EXERCISE REQUIREMENTS: Convert every line of the entries below into a JSON list of strings, one string per line. Skip blank lines and leave out the pictures.

DATASET EXTRACT:
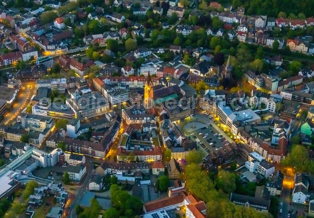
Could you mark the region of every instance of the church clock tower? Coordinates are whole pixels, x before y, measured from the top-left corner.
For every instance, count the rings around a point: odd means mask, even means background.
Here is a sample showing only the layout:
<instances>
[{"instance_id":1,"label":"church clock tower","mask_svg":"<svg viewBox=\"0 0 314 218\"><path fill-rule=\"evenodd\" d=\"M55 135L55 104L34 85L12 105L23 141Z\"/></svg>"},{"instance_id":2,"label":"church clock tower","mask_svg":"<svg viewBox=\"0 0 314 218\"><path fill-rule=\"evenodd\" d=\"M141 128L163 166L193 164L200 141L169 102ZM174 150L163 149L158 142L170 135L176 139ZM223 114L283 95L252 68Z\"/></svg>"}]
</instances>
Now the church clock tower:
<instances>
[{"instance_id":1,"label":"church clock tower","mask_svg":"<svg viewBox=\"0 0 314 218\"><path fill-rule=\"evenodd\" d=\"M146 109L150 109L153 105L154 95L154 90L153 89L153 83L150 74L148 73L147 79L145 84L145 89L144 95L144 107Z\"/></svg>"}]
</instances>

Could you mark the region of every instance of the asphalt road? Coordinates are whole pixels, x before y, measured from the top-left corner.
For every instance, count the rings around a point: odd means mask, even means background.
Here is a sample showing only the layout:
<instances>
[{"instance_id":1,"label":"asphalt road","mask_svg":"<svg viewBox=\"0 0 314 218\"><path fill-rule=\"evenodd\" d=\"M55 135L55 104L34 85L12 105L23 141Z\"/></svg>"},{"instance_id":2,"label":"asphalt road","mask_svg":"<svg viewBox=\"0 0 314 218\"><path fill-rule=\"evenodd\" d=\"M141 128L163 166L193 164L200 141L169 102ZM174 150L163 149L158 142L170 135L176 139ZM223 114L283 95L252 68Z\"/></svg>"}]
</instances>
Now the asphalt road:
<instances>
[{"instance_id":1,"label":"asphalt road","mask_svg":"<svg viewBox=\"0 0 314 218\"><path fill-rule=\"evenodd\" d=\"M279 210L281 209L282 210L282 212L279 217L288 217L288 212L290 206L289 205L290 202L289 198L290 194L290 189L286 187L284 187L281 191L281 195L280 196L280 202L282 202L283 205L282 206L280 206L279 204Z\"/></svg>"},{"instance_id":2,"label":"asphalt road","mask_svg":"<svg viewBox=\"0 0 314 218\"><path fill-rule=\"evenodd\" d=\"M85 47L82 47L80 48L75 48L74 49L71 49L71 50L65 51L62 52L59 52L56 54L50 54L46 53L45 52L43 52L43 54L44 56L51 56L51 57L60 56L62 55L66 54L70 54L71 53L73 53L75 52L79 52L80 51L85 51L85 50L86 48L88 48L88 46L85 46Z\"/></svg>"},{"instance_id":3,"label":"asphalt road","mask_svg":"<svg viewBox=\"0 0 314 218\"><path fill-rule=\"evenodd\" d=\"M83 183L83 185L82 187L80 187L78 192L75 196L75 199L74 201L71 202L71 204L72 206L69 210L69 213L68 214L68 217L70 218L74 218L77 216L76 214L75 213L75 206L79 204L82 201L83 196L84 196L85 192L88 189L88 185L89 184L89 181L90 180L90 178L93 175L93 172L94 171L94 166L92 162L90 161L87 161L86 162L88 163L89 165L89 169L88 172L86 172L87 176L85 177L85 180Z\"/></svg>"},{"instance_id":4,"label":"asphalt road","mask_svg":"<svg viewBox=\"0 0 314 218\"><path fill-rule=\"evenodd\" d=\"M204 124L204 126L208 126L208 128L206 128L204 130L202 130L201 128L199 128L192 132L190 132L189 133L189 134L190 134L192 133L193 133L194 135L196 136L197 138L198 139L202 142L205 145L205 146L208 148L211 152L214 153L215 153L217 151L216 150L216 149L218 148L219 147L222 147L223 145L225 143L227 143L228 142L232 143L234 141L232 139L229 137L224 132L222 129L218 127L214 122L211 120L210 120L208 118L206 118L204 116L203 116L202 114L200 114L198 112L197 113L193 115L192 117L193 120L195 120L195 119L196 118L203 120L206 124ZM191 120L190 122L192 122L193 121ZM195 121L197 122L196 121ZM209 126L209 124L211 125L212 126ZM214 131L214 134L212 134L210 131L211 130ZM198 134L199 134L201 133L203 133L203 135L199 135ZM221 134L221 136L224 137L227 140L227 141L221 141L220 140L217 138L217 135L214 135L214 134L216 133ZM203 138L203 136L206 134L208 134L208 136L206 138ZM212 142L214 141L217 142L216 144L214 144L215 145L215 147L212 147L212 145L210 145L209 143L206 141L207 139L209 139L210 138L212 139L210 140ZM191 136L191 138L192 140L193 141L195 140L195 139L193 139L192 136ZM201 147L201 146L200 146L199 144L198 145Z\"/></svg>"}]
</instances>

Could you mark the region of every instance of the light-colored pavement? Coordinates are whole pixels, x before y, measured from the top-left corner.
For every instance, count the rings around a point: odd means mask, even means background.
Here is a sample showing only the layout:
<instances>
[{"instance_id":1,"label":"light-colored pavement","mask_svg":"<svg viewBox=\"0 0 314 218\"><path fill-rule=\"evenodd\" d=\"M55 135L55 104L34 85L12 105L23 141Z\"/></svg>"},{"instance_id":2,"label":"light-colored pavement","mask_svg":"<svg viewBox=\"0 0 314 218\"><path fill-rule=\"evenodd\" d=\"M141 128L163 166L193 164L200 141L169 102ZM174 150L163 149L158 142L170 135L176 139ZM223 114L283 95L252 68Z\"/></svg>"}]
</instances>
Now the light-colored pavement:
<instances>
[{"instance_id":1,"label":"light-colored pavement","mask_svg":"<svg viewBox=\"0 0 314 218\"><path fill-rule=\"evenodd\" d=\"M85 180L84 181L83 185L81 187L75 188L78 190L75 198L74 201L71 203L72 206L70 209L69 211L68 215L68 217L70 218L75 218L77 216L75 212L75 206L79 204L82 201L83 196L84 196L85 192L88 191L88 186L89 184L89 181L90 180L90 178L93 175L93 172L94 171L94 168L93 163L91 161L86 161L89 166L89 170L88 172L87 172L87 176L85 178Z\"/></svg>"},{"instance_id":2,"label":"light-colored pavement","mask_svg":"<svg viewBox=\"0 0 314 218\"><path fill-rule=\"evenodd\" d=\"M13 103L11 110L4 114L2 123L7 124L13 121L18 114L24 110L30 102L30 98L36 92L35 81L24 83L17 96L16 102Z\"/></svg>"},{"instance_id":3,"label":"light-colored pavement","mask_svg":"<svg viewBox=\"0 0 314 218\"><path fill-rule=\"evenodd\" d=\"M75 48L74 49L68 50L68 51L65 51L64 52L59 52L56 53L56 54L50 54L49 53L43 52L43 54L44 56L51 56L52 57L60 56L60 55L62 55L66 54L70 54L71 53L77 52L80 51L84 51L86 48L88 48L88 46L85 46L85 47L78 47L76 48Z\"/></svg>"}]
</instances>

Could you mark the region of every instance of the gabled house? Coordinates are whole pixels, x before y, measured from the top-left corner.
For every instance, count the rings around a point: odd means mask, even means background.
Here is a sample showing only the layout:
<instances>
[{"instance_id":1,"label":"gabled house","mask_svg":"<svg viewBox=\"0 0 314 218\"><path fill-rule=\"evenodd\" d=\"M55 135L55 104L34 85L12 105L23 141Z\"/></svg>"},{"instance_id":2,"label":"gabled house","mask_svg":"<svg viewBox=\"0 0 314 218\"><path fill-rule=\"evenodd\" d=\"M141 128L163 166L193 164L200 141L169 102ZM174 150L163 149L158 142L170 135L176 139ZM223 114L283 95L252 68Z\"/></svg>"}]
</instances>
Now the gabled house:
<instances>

EXERCISE OUTPUT:
[
  "Could you mark the region of every instance of the church clock tower? Coordinates are whole pixels, x before y, measured from the top-left corner.",
  "For every instance, count the rings around a point: odd means mask, even means background.",
  "Here is a sample showing only the layout:",
  "<instances>",
  "[{\"instance_id\":1,\"label\":\"church clock tower\",\"mask_svg\":\"<svg viewBox=\\\"0 0 314 218\\\"><path fill-rule=\\\"evenodd\\\" d=\\\"M55 135L55 104L34 85L12 105L23 141Z\\\"/></svg>\"},{\"instance_id\":2,\"label\":\"church clock tower\",\"mask_svg\":\"<svg viewBox=\\\"0 0 314 218\\\"><path fill-rule=\\\"evenodd\\\" d=\\\"M141 128L163 166L193 164L200 141L169 102ZM174 150L163 149L158 142L170 135L176 139ZM223 114L283 95L252 68Z\\\"/></svg>\"}]",
  "</instances>",
  "Now the church clock tower:",
  "<instances>",
  "[{\"instance_id\":1,\"label\":\"church clock tower\",\"mask_svg\":\"<svg viewBox=\\\"0 0 314 218\\\"><path fill-rule=\\\"evenodd\\\" d=\\\"M146 109L150 109L153 105L154 95L154 90L153 89L153 83L150 74L148 73L147 79L145 84L145 89L144 95L144 107Z\\\"/></svg>\"}]",
  "</instances>",
  "Could you mark the region of every instance of the asphalt road? Coordinates are whole pixels, x before y, measured from the top-left corner.",
  "For every instance, count the rings around a point: odd means mask, even means background.",
  "Here is a sample showing only the layout:",
  "<instances>",
  "[{\"instance_id\":1,\"label\":\"asphalt road\",\"mask_svg\":\"<svg viewBox=\\\"0 0 314 218\\\"><path fill-rule=\\\"evenodd\\\" d=\\\"M55 135L55 104L34 85L12 105L23 141Z\\\"/></svg>\"},{\"instance_id\":2,\"label\":\"asphalt road\",\"mask_svg\":\"<svg viewBox=\\\"0 0 314 218\\\"><path fill-rule=\\\"evenodd\\\" d=\\\"M141 128L163 166L193 164L200 141L169 102ZM174 150L163 149L158 142L170 135L176 139ZM223 114L283 95L252 68Z\\\"/></svg>\"}]",
  "</instances>",
  "Now the asphalt road:",
  "<instances>",
  "[{\"instance_id\":1,\"label\":\"asphalt road\",\"mask_svg\":\"<svg viewBox=\\\"0 0 314 218\\\"><path fill-rule=\\\"evenodd\\\" d=\\\"M279 210L281 209L282 210L282 212L279 217L288 217L288 212L290 206L289 205L290 202L289 198L290 194L290 189L286 187L284 187L281 191L281 195L280 196L280 202L282 202L283 205L282 206L280 206L279 204Z\\\"/></svg>\"},{\"instance_id\":2,\"label\":\"asphalt road\",\"mask_svg\":\"<svg viewBox=\\\"0 0 314 218\\\"><path fill-rule=\\\"evenodd\\\" d=\\\"M85 47L82 47L80 48L75 48L74 49L71 49L71 50L65 51L62 52L59 52L56 54L50 54L46 53L45 52L43 52L43 54L44 56L51 56L51 57L60 56L62 55L66 54L70 54L71 53L73 53L75 52L79 52L80 51L85 51L85 50L86 48L88 48L88 46L85 46Z\\\"/></svg>\"},{\"instance_id\":3,\"label\":\"asphalt road\",\"mask_svg\":\"<svg viewBox=\\\"0 0 314 218\\\"><path fill-rule=\\\"evenodd\\\" d=\\\"M83 183L83 185L82 187L80 187L78 192L75 196L75 199L74 201L71 202L71 204L72 206L69 210L69 213L68 214L68 217L70 218L74 218L77 216L76 214L75 213L75 206L79 204L82 201L83 196L84 196L85 192L88 189L88 185L89 184L89 181L90 180L90 178L93 175L93 172L94 171L94 166L92 162L90 161L87 161L86 162L88 163L89 165L89 169L88 172L86 172L87 176L85 177L85 180Z\\\"/></svg>\"},{\"instance_id\":4,\"label\":\"asphalt road\",\"mask_svg\":\"<svg viewBox=\\\"0 0 314 218\\\"><path fill-rule=\\\"evenodd\\\" d=\\\"M204 124L204 126L208 126L208 128L206 128L204 130L202 130L201 128L199 128L192 132L190 132L189 133L189 134L190 134L192 133L193 133L194 135L196 136L197 138L198 139L202 142L205 145L205 146L208 148L211 152L214 153L215 153L217 151L216 150L216 149L218 148L219 147L222 147L223 145L225 143L227 143L228 142L232 143L234 141L232 139L229 137L224 132L222 129L218 127L214 122L211 120L210 120L208 118L206 118L204 116L203 116L202 114L200 114L198 112L197 113L193 115L192 117L193 120L195 120L195 119L196 118L203 120L206 124ZM191 120L190 122L192 122L193 121ZM195 121L197 122L196 121ZM209 126L209 124L211 125L212 126ZM214 131L214 134L212 134L210 131L211 130ZM198 134L199 134L201 133L203 133L203 135L199 135ZM221 134L221 136L224 137L227 140L227 141L221 141L220 140L217 138L217 135L214 135L214 134L216 133ZM203 138L203 136L206 134L208 134L208 136L206 138ZM212 142L214 141L217 142L216 144L214 144L215 145L215 147L212 147L212 145L210 145L209 143L206 141L207 139L209 139L210 138L212 139L210 140ZM191 136L191 138L192 140L193 141L195 140L195 139L193 139L192 136ZM201 147L201 146L200 146L199 144L198 145Z\\\"/></svg>\"}]",
  "</instances>",
  "Could you mark the region of every instance of the light-colored pavement? Coordinates are whole pixels, x before y, measured from the top-left corner.",
  "For every instance, count the rings around a point: odd means mask, even means background.",
  "Here is a sample showing only the layout:",
  "<instances>",
  "[{\"instance_id\":1,\"label\":\"light-colored pavement\",\"mask_svg\":\"<svg viewBox=\\\"0 0 314 218\\\"><path fill-rule=\\\"evenodd\\\" d=\\\"M55 135L55 104L34 85L12 105L23 141Z\\\"/></svg>\"},{\"instance_id\":2,\"label\":\"light-colored pavement\",\"mask_svg\":\"<svg viewBox=\\\"0 0 314 218\\\"><path fill-rule=\\\"evenodd\\\" d=\\\"M141 128L163 166L193 164L200 141L169 102ZM174 150L163 149L158 142L170 135L176 139ZM223 114L283 95L252 68Z\\\"/></svg>\"}]",
  "</instances>",
  "Now the light-colored pavement:",
  "<instances>",
  "[{\"instance_id\":1,\"label\":\"light-colored pavement\",\"mask_svg\":\"<svg viewBox=\\\"0 0 314 218\\\"><path fill-rule=\\\"evenodd\\\" d=\\\"M85 180L84 181L83 185L81 187L75 188L78 190L75 198L74 201L71 203L72 206L70 209L69 211L68 215L68 217L70 218L75 218L77 216L75 212L75 206L79 204L82 201L83 196L84 196L85 192L88 191L88 186L89 184L89 181L90 180L90 178L93 175L93 172L94 171L94 168L93 163L91 161L86 161L89 166L89 170L88 172L87 172L87 176L85 178Z\\\"/></svg>\"},{\"instance_id\":2,\"label\":\"light-colored pavement\",\"mask_svg\":\"<svg viewBox=\\\"0 0 314 218\\\"><path fill-rule=\\\"evenodd\\\" d=\\\"M13 103L11 110L4 114L2 123L7 124L13 121L18 114L24 110L30 102L30 98L36 92L35 81L24 83L17 96L16 102Z\\\"/></svg>\"},{\"instance_id\":3,\"label\":\"light-colored pavement\",\"mask_svg\":\"<svg viewBox=\\\"0 0 314 218\\\"><path fill-rule=\\\"evenodd\\\" d=\\\"M75 48L74 49L68 50L68 51L65 51L64 52L59 52L56 53L56 54L50 54L49 53L43 52L43 54L44 56L51 56L52 57L60 56L60 55L62 55L66 54L70 54L71 53L77 52L80 51L84 51L86 48L88 48L88 46L85 46L85 47L78 47L76 48Z\\\"/></svg>\"}]",
  "</instances>",
  "Could you mark the region of every instance of the gabled house? Coordinates are whole pixels, x before y, measured from the top-left corner.",
  "For every instance, count the rings around a point: odd means mask, even means background.",
  "Here is a sample showing only the layout:",
  "<instances>",
  "[{\"instance_id\":1,\"label\":\"gabled house\",\"mask_svg\":\"<svg viewBox=\\\"0 0 314 218\\\"><path fill-rule=\\\"evenodd\\\" d=\\\"M55 135L55 104L34 85L12 105L23 141Z\\\"/></svg>\"},{\"instance_id\":2,\"label\":\"gabled house\",\"mask_svg\":\"<svg viewBox=\\\"0 0 314 218\\\"><path fill-rule=\\\"evenodd\\\" d=\\\"M141 128L163 166L193 164L200 141L169 102ZM174 150L163 149L158 142L170 135L176 139ZM223 114L283 95L252 68Z\\\"/></svg>\"}]",
  "</instances>",
  "Now the gabled house:",
  "<instances>"
]